Multichannel Mobile Marketing Can Help Marketers Create Personalized Conversations

A poll question during Tuesday’s Loyalty360 webinar, Why Mobile Should Be at the Core of Your Omni-Channel Personalization Strategy, which was presented by Genesys, asked attendees how they would rate their organizations’ current use of personalization across multiple channels to create better customer experiences.

Only 8% responded ‘very good’ while 52% indicated ‘good/average’; 20% ‘fair’; and 20% either ‘poor’ or ‘non-existent.’

Lindsay Frazier, Mobile Marketing Offer Lead, Genesys offered attendees her opinion on why some companies are lagging behind when it comes to prioritizing personalized experiences.

“It goes back to the poll question,” Frazier told attendees. “It’s maybe being done in silos. The challenge is to personalize and connect in that with an omnichannel view. It’s a challenge to connect the dots.”

Frazier said that multichannel mobile marketing can help marketers create personalized conversations that lead to great mobile customer experiences and drive tangible business results.

Some key components to keep in mind include:

  • Engage your customers where they interact
  • Connect experiences across the customer lifecycle
  • Maximize revenue, reduce costs, and improve loyalty

Frazier cited the statistic that 50% of U.S. cross-channel shoppers expect to be offered promotions or merchandise that reflect their past online shopping behavior and purchases.

The revenue impact from a 10-percentage point improvement in a company’s customer experience score can translate into more than $1 billion. U.S. companies lose $83 billion each year due to bad customer experiences.

By 2020, customer experience will overtake price and product as the key brand differentiator, Frazier noted.

JetBlue, she said, stated that a customer who is a PROMOTER is worth $33 above the average value of its customers, while a DETRACTOR is worth $104 below average.

Chris Connolly, Strategic Director, Digital Channels, Genesys offered Forrester’s definition of omnichannel: “Omnichannel is all about ensuring that data and context from initial contact carries over to subsequent channels — reducing customer effort, improving the customer interaction, and enabling the business to tailor the customer journey.”

The challenge with multiple channels revolves around various devices, CRM platforms, and marketing programs that create fragmented data about consumers, he said. Customer journeys are varied and they include an average of 10.7 sources of information before a purchase decision.

“They know more and you need to equip your staff members with the right information,” Connolly said.

**PROBLEM REQUIREMENTS**. Can you write out, word for word, the part of the mobile marketing article that opens with the words containing "A poll question" and closes with "better customer experiences."? The rows after this point come from a separate source and are unrelated to the article.

**EXERCISE DATA**.
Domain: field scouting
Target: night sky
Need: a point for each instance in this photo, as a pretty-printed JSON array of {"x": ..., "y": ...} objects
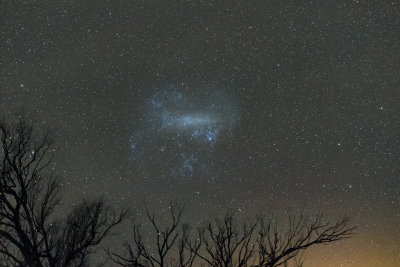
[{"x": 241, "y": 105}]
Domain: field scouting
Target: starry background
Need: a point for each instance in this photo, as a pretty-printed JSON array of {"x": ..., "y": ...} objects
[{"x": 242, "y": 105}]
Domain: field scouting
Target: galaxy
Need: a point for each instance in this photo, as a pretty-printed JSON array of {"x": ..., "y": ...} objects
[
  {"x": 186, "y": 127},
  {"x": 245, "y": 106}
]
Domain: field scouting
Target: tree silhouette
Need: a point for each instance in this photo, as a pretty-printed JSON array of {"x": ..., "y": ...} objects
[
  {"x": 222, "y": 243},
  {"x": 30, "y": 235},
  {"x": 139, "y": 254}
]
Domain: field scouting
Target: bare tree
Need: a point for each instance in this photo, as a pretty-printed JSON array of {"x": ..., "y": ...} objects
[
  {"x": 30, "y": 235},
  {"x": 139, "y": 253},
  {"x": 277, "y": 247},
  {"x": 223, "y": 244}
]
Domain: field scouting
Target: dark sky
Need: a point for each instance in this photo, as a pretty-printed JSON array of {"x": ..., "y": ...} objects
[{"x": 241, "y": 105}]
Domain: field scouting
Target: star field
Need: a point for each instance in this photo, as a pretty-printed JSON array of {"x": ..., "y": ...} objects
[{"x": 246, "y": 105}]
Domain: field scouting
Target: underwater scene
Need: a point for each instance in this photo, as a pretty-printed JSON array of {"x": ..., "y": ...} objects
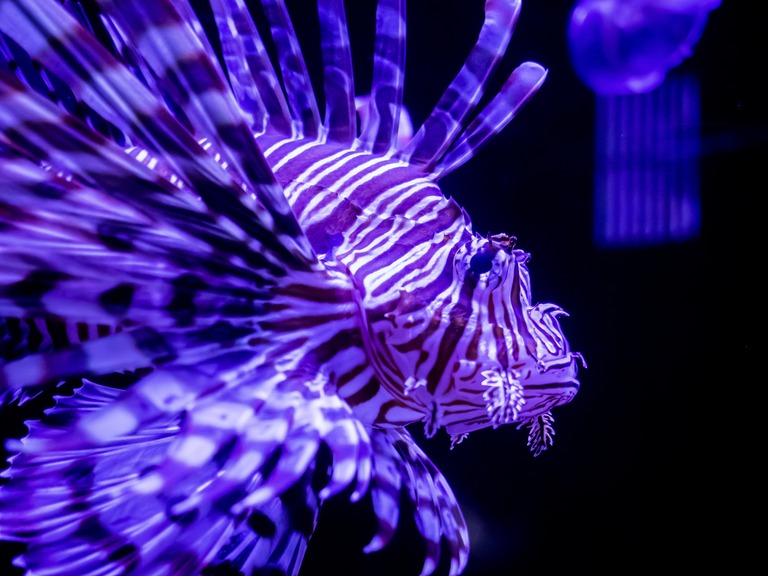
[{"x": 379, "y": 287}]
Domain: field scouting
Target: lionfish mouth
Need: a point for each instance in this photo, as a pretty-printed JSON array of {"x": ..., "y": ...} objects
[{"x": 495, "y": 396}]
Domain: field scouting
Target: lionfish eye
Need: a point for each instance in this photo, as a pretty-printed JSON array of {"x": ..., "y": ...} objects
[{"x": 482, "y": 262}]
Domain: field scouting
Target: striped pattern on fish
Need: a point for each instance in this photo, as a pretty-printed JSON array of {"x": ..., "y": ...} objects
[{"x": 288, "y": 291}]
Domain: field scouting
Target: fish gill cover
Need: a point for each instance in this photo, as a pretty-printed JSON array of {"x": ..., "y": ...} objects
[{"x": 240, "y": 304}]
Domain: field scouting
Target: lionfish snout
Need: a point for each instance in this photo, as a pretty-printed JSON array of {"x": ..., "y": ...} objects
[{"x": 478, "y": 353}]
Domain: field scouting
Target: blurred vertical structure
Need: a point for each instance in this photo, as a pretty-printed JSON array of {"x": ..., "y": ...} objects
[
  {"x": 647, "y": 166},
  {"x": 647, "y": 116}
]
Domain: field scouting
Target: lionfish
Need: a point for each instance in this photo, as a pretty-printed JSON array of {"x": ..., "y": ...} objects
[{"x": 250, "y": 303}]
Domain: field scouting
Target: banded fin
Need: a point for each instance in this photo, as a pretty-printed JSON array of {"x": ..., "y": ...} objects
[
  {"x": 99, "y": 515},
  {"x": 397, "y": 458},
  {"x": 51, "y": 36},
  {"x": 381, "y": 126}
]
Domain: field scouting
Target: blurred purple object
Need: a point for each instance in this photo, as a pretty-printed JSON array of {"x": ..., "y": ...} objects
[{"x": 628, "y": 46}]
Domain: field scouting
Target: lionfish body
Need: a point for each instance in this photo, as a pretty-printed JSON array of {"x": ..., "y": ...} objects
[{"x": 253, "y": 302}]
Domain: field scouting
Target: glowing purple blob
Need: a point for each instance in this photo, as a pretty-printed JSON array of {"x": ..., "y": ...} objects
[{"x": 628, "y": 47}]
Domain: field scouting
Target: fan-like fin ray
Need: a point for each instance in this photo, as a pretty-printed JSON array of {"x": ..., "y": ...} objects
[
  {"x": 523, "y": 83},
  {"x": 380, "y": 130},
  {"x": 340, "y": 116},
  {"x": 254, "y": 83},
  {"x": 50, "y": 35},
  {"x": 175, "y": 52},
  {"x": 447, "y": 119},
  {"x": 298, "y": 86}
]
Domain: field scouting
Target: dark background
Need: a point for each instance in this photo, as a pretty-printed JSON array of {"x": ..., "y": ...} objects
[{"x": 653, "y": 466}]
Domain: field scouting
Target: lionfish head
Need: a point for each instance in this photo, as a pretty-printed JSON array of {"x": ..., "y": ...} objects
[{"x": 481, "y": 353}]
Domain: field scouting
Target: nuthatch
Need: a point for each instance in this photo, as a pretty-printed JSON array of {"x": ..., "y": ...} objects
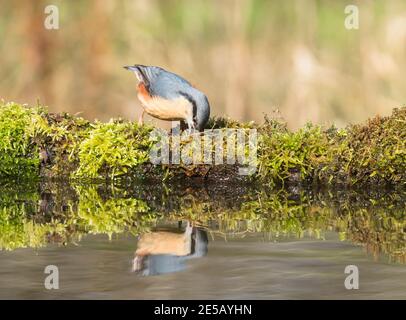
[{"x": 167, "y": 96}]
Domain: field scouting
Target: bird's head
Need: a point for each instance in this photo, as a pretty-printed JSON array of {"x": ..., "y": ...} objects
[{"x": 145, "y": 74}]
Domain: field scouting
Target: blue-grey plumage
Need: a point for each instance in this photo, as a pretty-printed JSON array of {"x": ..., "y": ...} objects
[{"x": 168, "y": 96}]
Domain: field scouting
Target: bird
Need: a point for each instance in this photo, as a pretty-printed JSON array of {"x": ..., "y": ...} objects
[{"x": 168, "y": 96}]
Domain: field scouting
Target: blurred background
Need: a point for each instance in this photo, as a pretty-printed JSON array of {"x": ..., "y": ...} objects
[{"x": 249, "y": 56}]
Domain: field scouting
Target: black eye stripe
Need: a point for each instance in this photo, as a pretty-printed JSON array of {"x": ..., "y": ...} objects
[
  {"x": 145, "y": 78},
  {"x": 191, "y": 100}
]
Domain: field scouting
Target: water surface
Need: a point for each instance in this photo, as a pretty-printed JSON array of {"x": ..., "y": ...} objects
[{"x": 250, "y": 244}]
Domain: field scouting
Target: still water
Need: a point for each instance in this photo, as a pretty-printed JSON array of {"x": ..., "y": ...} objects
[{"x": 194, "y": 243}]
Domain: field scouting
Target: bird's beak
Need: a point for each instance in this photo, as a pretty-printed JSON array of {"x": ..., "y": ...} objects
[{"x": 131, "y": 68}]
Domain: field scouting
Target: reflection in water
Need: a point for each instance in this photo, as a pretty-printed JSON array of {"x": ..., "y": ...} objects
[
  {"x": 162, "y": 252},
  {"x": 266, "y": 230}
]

**SOLUTION TO THIS EXERCISE**.
A poll question during Tuesday’s Loyalty360 webinar, Why Mobile Should Be at the Core of Your Omni-Channel Personalization Strategy, which was presented by Genesys, asked attendees how they would rate their organizations’ current use of personalization across multiple channels to create better customer experiences.